- **EXCERPTED TEXT**
On November 5th, at the 2025 XPENG Tech Day,the company unveiled its next-gen humanoid robot — IRON.
The moment it walked out, it felt like a character that just stepped directly out of Westworld — lightweight posture, natural muscle lines, even its head movement and gait looked almost indistinguishable from a human. The audience couldn’t help but ask:
“Is this a real robot… or is there a person inside?”
The next day, XPENG CEO He Xiaopeng answered the question in the most direct way possible — he cut open the robot’s leg “muscle” live, while the robot was still powered on.
The blade sliced through the flexible skin — and instead of metal gears or hydraulic pipes — what appeared was a dense lattice structure — honeycomb-like, but far more orderly and engineered.IRON continued walking smoothly, and the room erupted in applause.
That single cut didn’t just end the debate of “is this real or fake?”
It opened a new conversation that forces the entire industry to rethink how humanoids should be built — structurally, mechanically, and materially.

- **DATA PROVIDED**

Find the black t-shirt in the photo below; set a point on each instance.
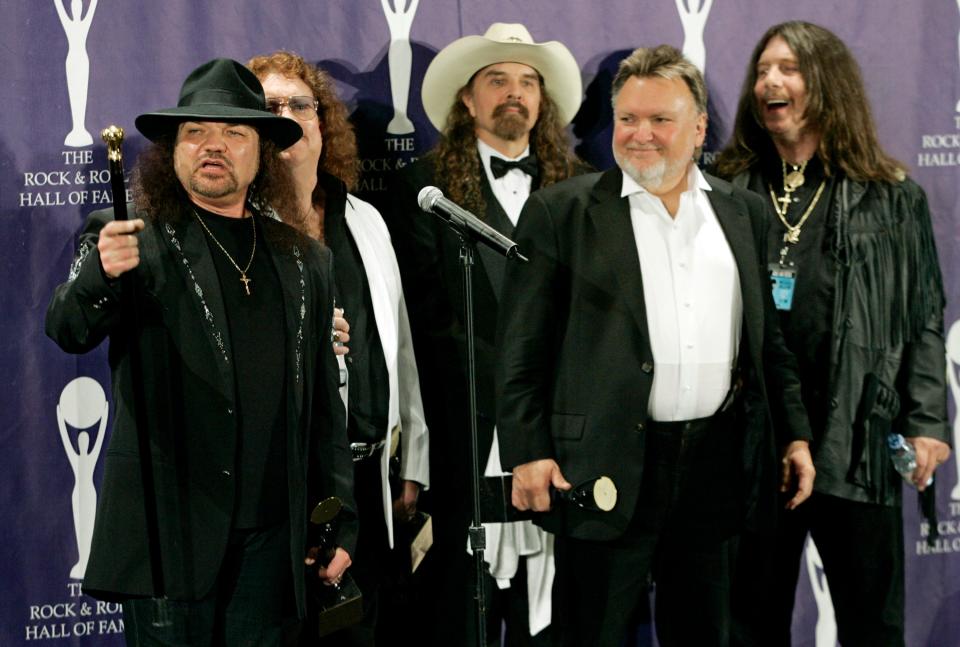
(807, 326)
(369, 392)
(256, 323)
...
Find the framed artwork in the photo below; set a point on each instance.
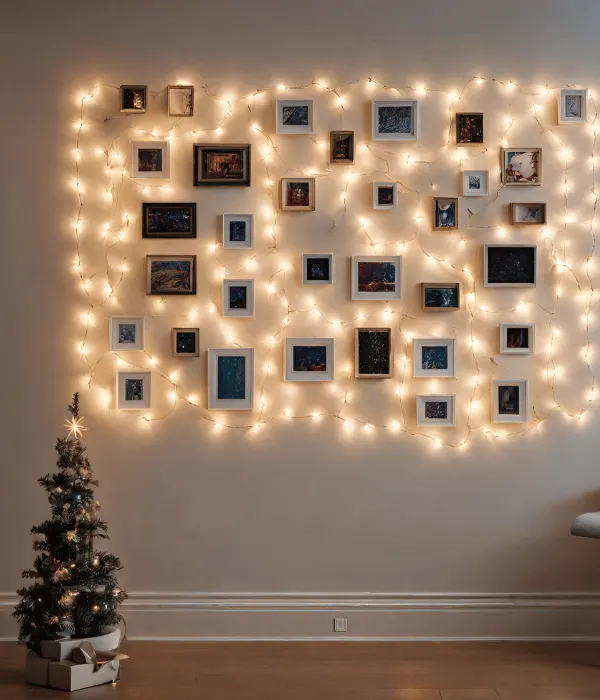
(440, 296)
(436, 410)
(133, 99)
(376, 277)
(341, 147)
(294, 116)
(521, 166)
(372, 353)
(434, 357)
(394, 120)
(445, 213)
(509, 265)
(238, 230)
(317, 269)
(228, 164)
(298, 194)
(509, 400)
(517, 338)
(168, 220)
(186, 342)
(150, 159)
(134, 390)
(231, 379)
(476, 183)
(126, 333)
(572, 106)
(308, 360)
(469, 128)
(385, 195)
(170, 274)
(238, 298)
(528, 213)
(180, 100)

- **INSTRUCTIONS FOR THE TASK**
In the text about XPENG's IRON robot, list every feature of the robot named in the description of how it looked when it first walked out. The material has nothing to do with what comes next.

- **COMPLETED TASK**
- Lightweight posture
- Natural muscle lines
- Head movement
- Gait